— BEGIN —

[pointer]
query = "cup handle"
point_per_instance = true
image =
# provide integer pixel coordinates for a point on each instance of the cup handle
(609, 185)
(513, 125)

— END —

What to produce:
Print the whole listing above again, line for line, without changing anything.

Response:
[pointer]
query = "cup handle"
point_per_instance = true
image =
# provide integer pixel coordinates for a point on each instance of the cup handle
(609, 185)
(513, 125)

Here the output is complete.